Write out exactly the lines from the one containing "If you could point to the rider" through the last line of the records below, including both.

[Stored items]
------------------------------------------------------------------------
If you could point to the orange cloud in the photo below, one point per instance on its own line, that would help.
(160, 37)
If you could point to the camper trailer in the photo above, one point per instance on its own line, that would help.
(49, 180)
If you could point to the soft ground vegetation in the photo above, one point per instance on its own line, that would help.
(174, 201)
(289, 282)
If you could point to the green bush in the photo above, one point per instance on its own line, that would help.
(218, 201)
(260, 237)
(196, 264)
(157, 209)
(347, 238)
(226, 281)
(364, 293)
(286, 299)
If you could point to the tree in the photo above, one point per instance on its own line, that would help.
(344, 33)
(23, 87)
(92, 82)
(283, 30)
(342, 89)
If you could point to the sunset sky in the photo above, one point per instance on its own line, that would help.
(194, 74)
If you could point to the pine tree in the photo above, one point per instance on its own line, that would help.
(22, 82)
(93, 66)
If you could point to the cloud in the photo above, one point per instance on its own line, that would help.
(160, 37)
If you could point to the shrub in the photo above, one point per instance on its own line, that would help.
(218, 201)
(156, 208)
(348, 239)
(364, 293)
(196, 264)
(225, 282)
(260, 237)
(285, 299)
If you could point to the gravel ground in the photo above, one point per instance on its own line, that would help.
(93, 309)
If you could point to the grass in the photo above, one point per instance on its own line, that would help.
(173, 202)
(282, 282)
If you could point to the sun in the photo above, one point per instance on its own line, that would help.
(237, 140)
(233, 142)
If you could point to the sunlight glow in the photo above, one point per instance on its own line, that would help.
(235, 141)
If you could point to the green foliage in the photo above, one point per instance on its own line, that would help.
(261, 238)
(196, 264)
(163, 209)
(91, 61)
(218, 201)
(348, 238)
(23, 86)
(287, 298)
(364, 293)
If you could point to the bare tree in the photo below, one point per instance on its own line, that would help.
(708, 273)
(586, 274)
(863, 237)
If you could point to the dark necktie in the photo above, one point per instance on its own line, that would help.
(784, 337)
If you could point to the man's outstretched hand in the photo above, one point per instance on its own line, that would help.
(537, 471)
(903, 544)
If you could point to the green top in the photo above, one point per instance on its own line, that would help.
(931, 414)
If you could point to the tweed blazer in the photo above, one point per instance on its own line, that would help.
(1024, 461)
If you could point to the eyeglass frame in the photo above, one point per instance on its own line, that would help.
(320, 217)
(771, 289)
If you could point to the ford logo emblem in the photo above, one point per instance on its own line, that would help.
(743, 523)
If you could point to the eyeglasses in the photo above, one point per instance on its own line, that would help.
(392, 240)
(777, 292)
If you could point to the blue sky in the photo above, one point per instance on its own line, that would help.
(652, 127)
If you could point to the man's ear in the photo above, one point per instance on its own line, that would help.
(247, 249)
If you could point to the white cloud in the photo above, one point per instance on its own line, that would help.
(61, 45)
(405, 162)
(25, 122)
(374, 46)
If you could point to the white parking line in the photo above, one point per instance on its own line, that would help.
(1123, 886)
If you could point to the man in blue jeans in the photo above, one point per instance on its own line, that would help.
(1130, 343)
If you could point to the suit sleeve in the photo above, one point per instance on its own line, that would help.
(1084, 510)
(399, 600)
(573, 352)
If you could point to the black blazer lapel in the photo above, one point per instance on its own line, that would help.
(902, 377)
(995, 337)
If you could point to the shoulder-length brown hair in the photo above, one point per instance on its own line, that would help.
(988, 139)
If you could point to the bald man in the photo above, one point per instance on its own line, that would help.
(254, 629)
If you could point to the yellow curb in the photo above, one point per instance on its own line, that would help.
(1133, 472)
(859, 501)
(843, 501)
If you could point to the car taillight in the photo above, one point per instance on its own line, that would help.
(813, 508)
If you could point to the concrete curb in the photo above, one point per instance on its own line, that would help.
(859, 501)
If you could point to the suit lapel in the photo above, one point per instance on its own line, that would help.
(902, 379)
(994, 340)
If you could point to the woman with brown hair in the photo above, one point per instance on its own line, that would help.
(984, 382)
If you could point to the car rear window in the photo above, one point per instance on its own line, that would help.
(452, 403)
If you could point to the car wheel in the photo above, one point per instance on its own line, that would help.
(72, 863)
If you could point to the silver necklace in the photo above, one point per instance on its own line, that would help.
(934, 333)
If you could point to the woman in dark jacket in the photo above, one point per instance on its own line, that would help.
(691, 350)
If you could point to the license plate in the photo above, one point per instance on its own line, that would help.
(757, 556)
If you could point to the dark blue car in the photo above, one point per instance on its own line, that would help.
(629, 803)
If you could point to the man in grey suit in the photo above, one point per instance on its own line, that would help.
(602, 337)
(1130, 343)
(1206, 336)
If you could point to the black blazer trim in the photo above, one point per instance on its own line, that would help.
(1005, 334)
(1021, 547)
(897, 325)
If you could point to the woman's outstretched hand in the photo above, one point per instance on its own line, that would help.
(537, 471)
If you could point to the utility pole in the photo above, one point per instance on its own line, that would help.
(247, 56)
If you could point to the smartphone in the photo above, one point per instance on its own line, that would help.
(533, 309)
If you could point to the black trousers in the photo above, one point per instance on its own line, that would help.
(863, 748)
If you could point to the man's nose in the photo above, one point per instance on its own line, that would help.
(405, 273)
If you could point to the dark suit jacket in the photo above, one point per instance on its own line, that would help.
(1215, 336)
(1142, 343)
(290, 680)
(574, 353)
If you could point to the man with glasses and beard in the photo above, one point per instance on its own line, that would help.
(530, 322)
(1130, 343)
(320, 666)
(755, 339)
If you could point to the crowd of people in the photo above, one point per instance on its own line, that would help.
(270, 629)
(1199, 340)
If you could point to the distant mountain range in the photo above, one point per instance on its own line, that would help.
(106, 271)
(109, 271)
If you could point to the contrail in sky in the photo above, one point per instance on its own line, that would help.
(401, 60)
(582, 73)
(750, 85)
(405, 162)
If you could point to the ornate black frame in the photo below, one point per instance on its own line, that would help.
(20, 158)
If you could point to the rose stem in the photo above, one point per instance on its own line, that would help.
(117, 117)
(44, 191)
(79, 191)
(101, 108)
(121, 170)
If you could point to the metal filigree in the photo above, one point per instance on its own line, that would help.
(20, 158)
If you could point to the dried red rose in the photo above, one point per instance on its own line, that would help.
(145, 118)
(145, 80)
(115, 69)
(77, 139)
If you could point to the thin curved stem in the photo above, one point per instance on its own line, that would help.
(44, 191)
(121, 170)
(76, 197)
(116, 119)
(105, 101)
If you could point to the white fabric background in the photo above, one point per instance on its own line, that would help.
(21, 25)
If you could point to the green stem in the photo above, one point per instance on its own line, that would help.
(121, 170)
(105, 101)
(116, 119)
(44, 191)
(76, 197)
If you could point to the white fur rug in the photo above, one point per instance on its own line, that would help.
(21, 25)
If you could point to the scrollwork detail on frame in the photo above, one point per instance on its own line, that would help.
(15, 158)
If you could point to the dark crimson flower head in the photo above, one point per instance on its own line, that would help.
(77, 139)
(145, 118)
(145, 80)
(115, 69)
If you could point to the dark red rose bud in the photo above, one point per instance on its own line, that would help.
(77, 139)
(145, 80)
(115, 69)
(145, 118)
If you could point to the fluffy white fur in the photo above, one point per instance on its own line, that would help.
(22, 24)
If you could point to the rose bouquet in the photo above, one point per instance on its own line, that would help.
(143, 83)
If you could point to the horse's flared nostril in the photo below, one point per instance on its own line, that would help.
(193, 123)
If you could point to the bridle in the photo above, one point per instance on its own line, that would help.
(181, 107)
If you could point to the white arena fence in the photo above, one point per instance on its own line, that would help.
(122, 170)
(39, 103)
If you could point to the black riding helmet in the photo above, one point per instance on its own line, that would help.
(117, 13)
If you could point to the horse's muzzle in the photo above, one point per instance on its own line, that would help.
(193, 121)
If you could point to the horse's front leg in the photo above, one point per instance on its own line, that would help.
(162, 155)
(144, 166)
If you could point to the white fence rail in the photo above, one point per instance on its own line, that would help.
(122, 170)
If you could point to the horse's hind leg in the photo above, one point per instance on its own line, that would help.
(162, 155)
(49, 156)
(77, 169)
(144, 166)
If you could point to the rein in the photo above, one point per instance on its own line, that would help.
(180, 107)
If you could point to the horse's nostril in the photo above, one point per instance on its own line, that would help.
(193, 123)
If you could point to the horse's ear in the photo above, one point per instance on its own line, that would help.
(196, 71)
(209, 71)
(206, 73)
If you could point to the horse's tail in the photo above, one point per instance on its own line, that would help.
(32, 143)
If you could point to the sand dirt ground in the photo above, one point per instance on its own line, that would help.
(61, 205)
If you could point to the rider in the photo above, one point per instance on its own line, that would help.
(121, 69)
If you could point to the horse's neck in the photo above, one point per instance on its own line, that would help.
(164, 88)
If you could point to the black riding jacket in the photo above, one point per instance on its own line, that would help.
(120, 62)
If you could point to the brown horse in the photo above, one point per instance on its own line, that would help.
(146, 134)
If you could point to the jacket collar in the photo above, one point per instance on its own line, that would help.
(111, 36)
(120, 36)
------------------------------------------------------------------------
Solution to the exercise »
If you could point to the rider in the photo above, one point per instance on its own line, that would help.
(121, 69)
If you could point to the horse's neck in the photo above, one point per instance on its own line, that would help.
(164, 88)
If you could point to the black riding jacket in the photo above, one point per instance on its own line, that would help.
(120, 62)
If you could point to the brown horse in the photo above, one point per instance on its own line, that would help.
(146, 134)
If you could point to the jacket collar in the photo above, one point per instance on its own line, that would help.
(111, 36)
(120, 36)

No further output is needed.